— START —
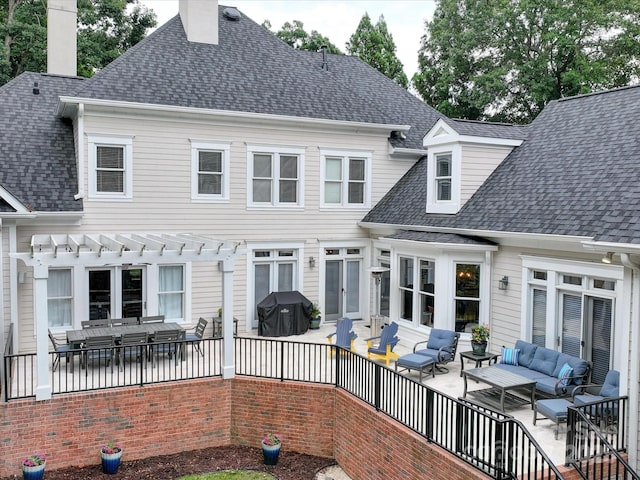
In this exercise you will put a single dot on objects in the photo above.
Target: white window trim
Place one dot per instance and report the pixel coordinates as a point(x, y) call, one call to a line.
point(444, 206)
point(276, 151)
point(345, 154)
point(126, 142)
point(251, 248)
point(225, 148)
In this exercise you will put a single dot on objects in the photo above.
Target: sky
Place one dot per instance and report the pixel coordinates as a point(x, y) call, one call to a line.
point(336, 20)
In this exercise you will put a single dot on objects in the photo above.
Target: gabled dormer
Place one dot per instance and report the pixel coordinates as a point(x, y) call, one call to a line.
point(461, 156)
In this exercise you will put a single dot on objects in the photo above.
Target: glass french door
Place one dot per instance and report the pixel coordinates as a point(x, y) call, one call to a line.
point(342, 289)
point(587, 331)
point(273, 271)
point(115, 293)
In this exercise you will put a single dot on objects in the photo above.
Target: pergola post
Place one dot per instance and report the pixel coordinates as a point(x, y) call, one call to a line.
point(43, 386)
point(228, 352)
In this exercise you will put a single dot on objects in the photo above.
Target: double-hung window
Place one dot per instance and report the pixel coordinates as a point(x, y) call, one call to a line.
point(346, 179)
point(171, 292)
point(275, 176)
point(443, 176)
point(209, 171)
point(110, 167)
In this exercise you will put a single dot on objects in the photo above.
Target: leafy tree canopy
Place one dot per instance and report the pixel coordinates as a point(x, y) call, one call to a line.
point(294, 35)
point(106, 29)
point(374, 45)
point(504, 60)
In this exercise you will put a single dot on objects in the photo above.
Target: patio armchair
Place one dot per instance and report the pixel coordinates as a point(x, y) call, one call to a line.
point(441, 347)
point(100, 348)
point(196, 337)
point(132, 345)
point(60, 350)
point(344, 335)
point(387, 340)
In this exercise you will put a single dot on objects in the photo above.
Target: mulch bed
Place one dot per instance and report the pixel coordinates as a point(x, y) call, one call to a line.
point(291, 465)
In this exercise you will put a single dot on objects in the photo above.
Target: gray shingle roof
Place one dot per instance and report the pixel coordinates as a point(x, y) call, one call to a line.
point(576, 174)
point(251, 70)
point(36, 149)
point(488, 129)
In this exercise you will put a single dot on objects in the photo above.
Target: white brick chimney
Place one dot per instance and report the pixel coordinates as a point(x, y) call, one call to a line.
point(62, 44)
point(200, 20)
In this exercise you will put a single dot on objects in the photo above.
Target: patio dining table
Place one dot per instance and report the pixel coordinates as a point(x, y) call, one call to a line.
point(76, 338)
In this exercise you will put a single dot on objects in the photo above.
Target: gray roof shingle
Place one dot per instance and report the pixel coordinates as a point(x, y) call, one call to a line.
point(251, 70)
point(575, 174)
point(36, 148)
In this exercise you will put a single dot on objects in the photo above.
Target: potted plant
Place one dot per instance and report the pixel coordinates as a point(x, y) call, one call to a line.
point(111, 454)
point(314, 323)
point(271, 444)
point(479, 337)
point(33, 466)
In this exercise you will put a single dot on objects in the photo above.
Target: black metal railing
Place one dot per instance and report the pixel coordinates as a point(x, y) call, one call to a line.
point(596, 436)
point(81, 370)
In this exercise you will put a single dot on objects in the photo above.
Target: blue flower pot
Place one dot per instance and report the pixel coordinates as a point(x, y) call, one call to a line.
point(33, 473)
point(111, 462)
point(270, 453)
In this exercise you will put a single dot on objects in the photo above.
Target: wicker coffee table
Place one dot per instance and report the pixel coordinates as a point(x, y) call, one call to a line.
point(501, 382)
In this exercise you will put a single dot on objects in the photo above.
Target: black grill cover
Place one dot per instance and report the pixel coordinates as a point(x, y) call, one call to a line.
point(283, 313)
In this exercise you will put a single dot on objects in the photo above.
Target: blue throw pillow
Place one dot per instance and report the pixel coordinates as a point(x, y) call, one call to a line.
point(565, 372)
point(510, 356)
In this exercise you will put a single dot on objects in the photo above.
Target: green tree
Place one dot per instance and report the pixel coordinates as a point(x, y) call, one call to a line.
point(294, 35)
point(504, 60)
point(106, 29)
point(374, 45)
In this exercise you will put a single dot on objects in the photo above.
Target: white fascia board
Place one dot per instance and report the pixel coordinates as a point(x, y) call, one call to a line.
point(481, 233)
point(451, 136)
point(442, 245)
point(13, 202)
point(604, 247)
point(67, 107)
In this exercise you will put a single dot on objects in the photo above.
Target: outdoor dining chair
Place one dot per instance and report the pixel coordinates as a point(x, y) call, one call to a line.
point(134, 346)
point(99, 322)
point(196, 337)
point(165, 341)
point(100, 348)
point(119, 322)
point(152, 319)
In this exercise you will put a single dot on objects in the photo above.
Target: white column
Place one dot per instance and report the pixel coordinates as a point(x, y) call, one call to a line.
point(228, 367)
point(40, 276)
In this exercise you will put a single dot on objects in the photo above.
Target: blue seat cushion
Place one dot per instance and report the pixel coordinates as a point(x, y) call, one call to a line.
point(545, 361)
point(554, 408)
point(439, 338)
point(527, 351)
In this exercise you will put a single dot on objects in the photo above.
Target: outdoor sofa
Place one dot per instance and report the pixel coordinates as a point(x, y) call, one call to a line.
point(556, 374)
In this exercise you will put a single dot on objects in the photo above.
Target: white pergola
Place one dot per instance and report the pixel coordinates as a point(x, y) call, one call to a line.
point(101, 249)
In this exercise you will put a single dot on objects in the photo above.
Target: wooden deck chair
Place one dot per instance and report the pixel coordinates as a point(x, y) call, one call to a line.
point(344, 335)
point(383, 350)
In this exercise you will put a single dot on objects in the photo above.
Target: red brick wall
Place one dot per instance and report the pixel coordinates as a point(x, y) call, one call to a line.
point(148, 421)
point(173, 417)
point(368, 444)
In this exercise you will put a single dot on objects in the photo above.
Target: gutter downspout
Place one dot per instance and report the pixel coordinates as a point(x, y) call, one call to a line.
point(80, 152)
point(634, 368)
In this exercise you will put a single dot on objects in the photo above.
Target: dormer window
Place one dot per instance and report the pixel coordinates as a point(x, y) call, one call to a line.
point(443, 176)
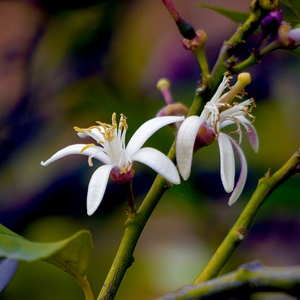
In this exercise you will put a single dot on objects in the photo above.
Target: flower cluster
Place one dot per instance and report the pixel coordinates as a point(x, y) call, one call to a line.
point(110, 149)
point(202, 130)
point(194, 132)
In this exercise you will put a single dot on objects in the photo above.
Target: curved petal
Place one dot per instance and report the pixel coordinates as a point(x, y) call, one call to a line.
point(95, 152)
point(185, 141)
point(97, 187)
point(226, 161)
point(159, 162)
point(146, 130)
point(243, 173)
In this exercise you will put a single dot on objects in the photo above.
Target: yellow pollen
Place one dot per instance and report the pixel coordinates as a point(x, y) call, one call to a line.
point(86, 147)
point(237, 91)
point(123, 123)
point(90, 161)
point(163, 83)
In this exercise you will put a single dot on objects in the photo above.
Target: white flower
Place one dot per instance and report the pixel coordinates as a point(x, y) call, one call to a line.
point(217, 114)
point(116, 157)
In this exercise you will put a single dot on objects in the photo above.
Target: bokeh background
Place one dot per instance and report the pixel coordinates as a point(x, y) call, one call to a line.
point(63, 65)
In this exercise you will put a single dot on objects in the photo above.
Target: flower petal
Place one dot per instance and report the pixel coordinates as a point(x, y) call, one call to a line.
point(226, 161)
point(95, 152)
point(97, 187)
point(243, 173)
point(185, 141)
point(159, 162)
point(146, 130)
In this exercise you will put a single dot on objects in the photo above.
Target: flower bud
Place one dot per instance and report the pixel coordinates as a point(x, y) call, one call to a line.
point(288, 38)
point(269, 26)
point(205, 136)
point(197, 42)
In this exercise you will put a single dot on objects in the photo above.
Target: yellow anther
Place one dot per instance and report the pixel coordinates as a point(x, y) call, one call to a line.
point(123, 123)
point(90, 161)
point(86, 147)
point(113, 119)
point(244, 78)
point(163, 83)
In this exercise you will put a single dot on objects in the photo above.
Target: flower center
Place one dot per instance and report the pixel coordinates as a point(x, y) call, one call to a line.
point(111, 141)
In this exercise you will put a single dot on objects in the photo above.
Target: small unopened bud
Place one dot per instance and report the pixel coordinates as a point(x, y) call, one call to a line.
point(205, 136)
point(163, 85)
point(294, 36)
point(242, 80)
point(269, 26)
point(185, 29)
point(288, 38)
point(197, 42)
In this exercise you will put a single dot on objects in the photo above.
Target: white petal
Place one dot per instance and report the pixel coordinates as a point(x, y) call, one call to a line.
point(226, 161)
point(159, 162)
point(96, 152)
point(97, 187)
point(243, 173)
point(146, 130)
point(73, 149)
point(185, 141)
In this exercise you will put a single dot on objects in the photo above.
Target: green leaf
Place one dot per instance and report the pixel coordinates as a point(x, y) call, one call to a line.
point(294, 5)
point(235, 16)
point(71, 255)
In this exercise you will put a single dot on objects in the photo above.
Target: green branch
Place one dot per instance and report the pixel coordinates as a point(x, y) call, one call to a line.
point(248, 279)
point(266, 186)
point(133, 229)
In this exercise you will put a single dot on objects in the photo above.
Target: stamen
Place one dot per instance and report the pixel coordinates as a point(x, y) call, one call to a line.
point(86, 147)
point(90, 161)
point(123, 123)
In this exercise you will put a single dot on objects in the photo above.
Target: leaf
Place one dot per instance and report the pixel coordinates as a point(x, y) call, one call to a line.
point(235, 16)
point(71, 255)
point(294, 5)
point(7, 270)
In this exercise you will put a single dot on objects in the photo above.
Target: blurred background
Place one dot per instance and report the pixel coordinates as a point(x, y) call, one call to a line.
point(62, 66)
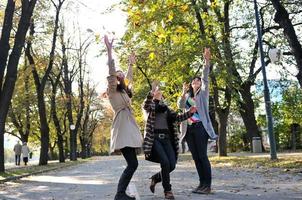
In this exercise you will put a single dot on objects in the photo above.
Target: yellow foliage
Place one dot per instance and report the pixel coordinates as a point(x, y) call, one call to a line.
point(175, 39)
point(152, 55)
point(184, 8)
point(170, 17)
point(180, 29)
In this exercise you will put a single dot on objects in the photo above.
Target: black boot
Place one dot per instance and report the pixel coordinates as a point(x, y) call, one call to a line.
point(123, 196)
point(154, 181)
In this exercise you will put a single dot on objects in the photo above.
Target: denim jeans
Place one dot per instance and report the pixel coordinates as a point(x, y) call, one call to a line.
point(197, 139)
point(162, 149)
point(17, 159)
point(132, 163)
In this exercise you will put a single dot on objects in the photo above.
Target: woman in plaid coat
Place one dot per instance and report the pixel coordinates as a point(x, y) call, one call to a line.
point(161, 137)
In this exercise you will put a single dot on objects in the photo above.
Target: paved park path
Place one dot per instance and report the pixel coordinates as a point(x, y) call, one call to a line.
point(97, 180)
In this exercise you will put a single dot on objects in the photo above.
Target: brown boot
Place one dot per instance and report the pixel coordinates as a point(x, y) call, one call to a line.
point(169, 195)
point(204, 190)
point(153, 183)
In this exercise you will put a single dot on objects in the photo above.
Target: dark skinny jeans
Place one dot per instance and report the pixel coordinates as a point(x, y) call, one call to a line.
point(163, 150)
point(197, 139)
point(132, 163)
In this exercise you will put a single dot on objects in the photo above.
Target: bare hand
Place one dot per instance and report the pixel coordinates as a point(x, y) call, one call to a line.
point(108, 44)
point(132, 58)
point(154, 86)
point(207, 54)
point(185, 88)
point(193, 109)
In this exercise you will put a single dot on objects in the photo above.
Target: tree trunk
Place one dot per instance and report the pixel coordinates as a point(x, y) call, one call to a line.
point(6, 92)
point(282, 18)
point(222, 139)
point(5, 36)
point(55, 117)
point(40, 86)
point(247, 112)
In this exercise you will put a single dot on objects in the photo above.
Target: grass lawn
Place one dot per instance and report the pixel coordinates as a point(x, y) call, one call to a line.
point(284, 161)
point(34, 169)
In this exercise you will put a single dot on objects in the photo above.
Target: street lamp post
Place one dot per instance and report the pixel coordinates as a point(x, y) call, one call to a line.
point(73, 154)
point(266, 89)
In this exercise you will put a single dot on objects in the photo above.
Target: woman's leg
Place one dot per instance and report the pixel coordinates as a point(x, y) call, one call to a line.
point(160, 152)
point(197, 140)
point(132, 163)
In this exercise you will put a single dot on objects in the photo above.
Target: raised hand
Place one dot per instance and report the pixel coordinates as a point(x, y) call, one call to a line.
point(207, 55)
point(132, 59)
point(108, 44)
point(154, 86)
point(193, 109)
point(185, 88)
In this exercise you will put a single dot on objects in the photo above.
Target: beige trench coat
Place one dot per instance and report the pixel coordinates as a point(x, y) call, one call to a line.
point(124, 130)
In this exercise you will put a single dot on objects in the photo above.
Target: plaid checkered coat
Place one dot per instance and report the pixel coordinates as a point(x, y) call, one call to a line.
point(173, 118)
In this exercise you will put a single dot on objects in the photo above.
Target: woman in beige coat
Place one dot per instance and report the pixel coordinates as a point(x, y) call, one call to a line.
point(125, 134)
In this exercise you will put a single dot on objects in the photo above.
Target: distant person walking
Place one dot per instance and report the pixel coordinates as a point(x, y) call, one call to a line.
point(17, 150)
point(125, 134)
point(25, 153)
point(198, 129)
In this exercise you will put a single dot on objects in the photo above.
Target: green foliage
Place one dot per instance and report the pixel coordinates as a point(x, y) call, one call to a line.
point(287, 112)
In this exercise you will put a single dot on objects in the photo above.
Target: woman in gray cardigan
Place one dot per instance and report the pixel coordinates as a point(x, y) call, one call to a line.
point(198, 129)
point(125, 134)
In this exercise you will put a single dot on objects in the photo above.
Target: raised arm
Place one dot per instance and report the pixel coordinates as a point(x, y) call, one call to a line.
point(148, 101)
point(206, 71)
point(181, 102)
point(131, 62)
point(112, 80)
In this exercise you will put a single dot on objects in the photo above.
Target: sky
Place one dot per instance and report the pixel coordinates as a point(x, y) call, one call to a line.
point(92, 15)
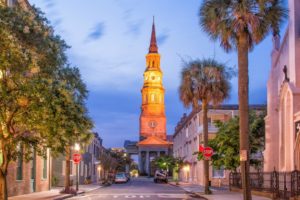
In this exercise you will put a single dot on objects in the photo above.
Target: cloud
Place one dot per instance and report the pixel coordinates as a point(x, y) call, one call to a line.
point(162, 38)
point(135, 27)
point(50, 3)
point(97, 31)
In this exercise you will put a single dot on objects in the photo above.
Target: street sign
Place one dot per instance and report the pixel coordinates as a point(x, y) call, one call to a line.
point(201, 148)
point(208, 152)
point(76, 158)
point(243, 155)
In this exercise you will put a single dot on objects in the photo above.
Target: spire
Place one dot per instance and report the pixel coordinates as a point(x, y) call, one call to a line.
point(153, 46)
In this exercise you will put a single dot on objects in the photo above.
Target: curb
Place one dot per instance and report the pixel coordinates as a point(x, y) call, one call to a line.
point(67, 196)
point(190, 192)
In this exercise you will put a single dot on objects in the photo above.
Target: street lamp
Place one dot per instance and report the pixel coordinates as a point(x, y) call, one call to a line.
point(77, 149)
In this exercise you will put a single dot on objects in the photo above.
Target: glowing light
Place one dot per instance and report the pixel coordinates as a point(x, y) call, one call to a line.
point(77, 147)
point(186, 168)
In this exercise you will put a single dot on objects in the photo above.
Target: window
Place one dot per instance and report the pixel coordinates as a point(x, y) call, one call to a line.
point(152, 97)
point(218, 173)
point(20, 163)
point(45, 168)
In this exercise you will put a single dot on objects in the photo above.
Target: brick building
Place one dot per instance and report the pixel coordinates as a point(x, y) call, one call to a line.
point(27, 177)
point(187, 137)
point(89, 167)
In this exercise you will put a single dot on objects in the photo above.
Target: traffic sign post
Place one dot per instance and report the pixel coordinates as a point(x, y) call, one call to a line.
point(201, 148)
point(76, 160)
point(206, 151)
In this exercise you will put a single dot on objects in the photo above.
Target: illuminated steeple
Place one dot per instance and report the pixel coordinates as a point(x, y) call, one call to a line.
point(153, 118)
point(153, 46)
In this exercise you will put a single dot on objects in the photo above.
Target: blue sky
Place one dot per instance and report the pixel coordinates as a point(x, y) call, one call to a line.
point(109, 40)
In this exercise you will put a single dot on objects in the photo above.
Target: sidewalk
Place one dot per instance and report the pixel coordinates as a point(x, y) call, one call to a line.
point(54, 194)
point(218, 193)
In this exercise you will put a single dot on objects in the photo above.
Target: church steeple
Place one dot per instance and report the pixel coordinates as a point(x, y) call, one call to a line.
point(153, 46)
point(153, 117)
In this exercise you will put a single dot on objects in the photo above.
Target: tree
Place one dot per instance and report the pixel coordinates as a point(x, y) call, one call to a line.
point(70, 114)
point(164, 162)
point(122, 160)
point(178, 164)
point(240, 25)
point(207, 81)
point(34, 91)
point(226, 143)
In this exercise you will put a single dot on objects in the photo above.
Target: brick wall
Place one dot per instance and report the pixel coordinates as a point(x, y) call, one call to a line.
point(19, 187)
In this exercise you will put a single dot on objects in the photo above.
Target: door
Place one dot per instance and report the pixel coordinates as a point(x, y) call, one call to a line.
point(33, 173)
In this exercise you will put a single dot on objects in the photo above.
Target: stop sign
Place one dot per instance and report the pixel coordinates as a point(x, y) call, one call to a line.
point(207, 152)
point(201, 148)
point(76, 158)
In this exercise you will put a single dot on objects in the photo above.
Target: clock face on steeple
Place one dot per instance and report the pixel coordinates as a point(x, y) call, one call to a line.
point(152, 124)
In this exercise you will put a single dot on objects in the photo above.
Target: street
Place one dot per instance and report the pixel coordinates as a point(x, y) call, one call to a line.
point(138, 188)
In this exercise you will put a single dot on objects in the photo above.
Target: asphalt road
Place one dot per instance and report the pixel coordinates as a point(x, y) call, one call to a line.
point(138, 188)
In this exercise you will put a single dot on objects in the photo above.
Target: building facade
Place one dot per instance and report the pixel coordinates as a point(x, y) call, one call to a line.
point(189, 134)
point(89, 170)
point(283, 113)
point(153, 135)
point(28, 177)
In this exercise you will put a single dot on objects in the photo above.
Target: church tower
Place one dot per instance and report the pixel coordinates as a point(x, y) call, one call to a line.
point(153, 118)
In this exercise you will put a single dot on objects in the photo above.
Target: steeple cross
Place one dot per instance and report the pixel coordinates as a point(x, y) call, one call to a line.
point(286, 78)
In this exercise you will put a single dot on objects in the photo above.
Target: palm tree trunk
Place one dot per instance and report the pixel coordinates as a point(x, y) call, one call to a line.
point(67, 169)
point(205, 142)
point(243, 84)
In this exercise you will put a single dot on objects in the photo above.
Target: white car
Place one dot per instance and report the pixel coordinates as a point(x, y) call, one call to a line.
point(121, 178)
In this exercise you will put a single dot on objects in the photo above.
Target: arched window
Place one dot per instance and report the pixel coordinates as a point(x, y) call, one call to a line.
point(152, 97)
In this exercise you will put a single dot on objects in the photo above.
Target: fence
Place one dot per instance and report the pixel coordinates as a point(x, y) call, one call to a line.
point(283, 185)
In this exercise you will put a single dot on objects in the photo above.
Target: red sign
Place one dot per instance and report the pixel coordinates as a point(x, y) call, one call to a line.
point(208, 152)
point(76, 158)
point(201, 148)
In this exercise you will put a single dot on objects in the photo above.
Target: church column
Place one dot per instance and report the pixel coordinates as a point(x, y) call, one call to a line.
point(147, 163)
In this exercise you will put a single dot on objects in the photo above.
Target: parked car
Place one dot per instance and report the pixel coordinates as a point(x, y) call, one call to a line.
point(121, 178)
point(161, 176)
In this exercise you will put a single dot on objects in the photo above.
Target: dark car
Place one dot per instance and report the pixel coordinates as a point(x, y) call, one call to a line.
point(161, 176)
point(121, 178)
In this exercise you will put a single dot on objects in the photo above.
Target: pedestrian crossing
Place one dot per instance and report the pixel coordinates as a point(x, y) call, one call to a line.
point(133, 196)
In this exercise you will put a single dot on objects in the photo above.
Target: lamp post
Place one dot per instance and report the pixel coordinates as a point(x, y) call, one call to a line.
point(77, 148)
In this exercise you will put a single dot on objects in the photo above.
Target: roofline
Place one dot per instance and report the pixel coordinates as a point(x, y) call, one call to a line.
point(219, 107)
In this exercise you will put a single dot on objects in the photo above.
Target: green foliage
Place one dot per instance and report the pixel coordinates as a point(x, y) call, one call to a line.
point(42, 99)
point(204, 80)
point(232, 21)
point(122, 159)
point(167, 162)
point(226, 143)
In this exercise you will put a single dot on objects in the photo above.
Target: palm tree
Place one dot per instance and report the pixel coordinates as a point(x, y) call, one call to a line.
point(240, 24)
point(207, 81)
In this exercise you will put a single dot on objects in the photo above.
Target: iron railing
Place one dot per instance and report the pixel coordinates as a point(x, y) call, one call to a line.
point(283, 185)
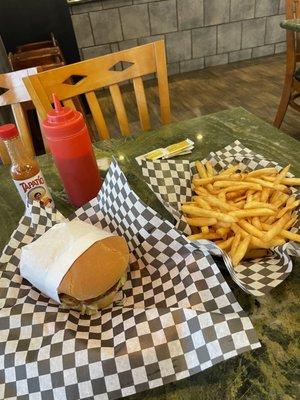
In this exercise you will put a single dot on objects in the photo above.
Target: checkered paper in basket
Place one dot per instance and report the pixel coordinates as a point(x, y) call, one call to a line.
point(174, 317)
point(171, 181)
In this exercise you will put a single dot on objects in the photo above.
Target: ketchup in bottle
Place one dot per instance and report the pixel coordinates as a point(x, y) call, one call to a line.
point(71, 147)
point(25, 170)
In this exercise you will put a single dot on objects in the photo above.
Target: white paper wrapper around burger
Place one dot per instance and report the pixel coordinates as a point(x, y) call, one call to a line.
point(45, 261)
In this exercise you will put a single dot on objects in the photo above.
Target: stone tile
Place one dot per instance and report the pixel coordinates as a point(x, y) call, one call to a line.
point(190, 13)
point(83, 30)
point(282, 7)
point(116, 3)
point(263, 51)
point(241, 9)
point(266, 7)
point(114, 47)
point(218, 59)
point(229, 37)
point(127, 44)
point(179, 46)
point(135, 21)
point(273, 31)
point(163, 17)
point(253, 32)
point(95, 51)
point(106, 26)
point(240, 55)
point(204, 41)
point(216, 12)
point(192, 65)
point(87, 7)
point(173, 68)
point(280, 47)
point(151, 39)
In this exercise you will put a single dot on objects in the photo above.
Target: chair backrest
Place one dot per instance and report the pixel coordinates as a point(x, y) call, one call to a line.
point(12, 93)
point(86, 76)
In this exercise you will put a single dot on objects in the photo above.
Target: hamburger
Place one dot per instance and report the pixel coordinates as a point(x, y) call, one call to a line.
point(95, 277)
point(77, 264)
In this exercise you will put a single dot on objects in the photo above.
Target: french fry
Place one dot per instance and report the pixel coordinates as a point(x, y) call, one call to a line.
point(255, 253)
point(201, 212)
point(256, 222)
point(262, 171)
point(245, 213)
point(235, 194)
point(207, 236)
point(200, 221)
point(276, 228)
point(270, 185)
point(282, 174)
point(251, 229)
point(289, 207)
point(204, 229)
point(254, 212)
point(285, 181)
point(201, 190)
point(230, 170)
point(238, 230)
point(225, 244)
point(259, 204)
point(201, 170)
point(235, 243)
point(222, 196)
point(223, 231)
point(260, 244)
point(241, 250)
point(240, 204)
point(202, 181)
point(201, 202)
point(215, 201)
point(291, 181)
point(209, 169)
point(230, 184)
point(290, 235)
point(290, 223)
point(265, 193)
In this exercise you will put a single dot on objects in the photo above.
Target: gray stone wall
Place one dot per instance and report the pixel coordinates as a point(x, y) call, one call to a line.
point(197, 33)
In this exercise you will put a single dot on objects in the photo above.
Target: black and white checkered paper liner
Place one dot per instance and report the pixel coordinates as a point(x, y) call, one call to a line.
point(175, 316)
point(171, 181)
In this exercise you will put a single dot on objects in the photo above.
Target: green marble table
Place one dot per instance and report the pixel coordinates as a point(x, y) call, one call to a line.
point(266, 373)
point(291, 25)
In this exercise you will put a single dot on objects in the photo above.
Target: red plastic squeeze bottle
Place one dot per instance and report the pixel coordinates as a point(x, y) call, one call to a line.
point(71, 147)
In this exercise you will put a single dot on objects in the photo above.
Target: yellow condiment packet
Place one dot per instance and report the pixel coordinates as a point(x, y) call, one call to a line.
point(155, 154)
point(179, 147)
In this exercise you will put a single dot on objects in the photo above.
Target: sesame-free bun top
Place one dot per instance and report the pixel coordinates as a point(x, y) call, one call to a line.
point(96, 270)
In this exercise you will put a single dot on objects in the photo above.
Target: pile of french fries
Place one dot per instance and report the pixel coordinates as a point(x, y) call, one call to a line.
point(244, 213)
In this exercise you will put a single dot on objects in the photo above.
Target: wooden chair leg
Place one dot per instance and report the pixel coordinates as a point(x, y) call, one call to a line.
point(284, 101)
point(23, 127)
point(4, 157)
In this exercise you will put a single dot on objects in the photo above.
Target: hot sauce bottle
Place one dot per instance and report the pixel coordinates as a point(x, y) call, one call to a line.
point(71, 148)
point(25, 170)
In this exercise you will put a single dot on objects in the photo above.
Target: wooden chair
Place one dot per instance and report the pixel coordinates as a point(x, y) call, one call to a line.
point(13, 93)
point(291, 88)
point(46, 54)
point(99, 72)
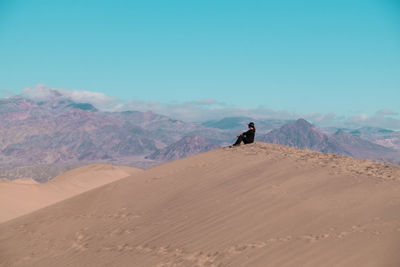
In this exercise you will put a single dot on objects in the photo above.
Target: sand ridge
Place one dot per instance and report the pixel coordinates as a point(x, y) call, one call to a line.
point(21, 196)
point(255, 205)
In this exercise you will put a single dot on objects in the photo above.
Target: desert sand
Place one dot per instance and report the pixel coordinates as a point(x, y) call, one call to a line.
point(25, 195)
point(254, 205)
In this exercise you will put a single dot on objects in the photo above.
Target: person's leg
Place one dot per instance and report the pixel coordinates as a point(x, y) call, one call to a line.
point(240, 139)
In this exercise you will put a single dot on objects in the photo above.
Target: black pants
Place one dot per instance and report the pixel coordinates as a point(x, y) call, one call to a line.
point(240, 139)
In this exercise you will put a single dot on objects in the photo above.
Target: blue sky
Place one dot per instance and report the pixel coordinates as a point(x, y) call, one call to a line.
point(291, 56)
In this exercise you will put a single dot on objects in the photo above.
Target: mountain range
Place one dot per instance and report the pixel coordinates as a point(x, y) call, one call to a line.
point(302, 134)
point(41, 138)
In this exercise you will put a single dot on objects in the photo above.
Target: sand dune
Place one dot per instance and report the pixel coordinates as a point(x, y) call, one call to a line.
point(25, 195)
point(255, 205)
— END —
Arrange the records as a numbered list, from the start through the line that contains "point(461, 156)", with both ends included. Leave out blank lines and the pictures.

--- Task answer ---
1. In this exercise you will put a single dot on objects in the photo above.
2. Target: white window trim
3. Place one dot per instance and report the pixel coordinates as a point(x, y) call, one call to a line.
4. point(444, 206)
5. point(276, 151)
6. point(345, 154)
7. point(126, 142)
8. point(251, 248)
9. point(225, 148)
10. In this exercise you will put a single dot on objects in the photo above.
11. Target: sky
12. Place one dot per instance and report the pixel coordinates as a point(x, y) call, one call to a line.
13. point(336, 20)
14. In this exercise you will put a single dot on objects in the photo above.
15. Target: gabled dormer
16. Place one dot per instance and report the pixel coordinates as a point(x, y) call, one call to a line.
17. point(461, 156)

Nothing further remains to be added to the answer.